>> BEGIN Input data
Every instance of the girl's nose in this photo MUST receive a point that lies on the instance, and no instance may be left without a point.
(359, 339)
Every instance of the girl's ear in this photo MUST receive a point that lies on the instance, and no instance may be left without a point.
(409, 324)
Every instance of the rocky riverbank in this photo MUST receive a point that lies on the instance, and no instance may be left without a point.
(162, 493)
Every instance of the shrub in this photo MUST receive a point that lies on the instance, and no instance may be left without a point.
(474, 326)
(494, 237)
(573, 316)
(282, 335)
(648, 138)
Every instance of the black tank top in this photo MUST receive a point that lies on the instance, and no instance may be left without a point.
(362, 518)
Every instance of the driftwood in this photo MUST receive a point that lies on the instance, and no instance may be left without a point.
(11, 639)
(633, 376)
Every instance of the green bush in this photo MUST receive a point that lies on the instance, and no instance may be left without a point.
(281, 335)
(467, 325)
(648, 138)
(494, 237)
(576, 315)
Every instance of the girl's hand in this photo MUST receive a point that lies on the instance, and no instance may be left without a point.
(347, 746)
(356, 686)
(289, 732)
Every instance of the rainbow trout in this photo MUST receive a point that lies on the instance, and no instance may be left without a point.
>> END Input data
*The task*.
Rewrite the entries above as a numbered list, leaving out any blank lines.

*Exercise response*.
1. Every instance of the girl's nose in this photo MUST receive a point that lies on the instance, and no instance may be left without a point.
2. (359, 339)
3. Every instance of the girl's ear in this photo MUST receive a point that lies on the instance, and no instance may be left without a point.
4. (409, 324)
5. Every instance of the rocky riverbank in this photo MUST receive a point that lies on the instance, and no instance may be left without a point.
6. (162, 493)
7. Every instance of the shrub in this photo MUST receive a point that lies on the instance, and no instance may be left without a point.
8. (474, 326)
9. (494, 237)
10. (573, 316)
11. (282, 335)
12. (648, 138)
13. Every instance of the black tank top in this photo MUST receive a point that lies on the instance, and no instance may be left without a point.
14. (362, 518)
15. Every instance of the driftwood in this photo MUST receive a point that lies on the instance, and no instance may be left without a point.
16. (11, 639)
17. (633, 376)
18. Every instance of the green bush in this photo MUST receive a point that lies on the instance, and no instance may be left without a point.
19. (281, 335)
20. (467, 325)
21. (648, 138)
22. (494, 237)
23. (576, 315)
24. Every instance of the girl's hand in this photo MUST receive a point that lies on the instance, and no instance may be left without a point.
25. (347, 746)
26. (356, 686)
27. (289, 732)
28. Every instance of the rainbow trout in this photo MUST receive a point that lies on the instance, and no instance may be left without a point.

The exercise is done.